(Given instruction) Reproduce every entry below with each occurrence of "point localization" changed to "keypoint detection" and everything else left unchanged. Leave the pictures out of your output.
>>
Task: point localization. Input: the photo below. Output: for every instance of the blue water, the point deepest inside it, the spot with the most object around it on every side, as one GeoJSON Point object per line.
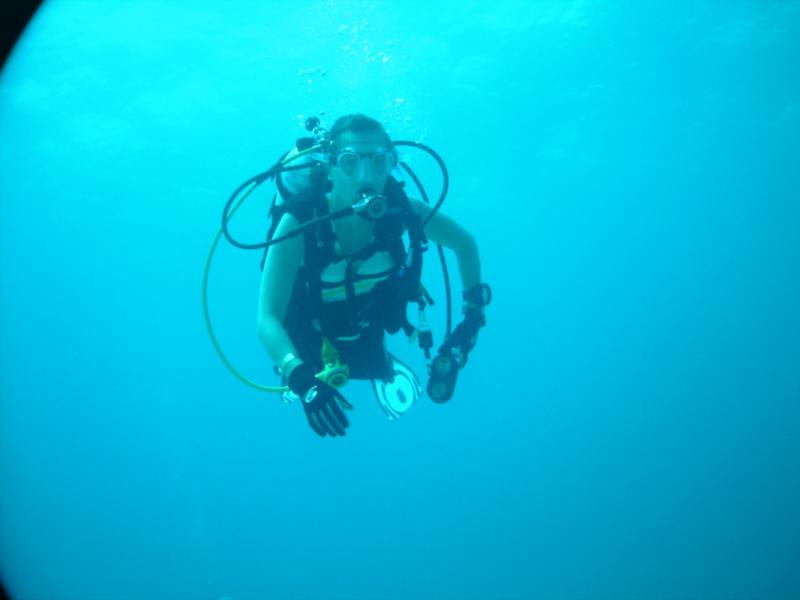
{"type": "Point", "coordinates": [628, 425]}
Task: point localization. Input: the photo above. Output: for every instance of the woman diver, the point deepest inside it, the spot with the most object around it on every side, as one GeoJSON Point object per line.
{"type": "Point", "coordinates": [342, 284]}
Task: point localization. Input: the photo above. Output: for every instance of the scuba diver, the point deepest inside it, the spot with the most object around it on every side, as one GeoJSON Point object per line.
{"type": "Point", "coordinates": [343, 261]}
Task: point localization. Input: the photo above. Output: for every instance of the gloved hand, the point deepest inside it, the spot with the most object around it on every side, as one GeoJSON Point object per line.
{"type": "Point", "coordinates": [464, 337]}
{"type": "Point", "coordinates": [455, 349]}
{"type": "Point", "coordinates": [321, 402]}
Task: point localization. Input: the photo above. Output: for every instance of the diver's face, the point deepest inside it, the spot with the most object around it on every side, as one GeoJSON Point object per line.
{"type": "Point", "coordinates": [359, 161]}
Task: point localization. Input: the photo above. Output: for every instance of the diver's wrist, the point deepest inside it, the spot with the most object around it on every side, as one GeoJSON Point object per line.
{"type": "Point", "coordinates": [288, 364]}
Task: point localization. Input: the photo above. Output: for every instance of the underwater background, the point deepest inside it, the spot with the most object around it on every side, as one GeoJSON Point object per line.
{"type": "Point", "coordinates": [628, 425]}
<<
(Solution)
Task: keypoint detection. Input: the photo below. Output: for every instance of the blue water, the point deepest inside it, the spot with the most object around it on every side, as one GeoJSON Point object per line.
{"type": "Point", "coordinates": [628, 425]}
Task: keypoint detection. Input: the photo above. Output: for every instance of the woman diver, the point deepest inside it, the spot with the most object around it on every side, as one GeoJSON Point object per line.
{"type": "Point", "coordinates": [342, 284]}
Task: keypoint detection. Input: the photo above. Output: for every instance of the scuba diver, the point deepest inside it, the spot with the most object around it on every side, as one GeoJSON Point object per line.
{"type": "Point", "coordinates": [343, 261]}
Task: keypoint detection. Input: the photo above. Output: for every instance of the gloved hand, the point deepest inside it, the spot with the most object around it on every side, as one GeoJSON Point object per line.
{"type": "Point", "coordinates": [464, 337]}
{"type": "Point", "coordinates": [455, 349]}
{"type": "Point", "coordinates": [321, 402]}
Task: keypoint detection. Input: the photo above. Output: for every instance of the diver's face, the point deepest inside it, the spot with the most object around it on every side, as one GeoJSON Point object per line.
{"type": "Point", "coordinates": [359, 161]}
Task: keypoint detection. Input: the photo above. Output: for every instance of the diver's wrist, the point deepest inside it, the spot with the most object around it on every side, as one GeoJSON Point object per line.
{"type": "Point", "coordinates": [288, 364]}
Task: keypoint detection. Input: the photo above. Output: for every instance of the underwater background, the point deepest inside it, the spot with the most object around it on every side, as one GeoJSON Point object per line.
{"type": "Point", "coordinates": [628, 425]}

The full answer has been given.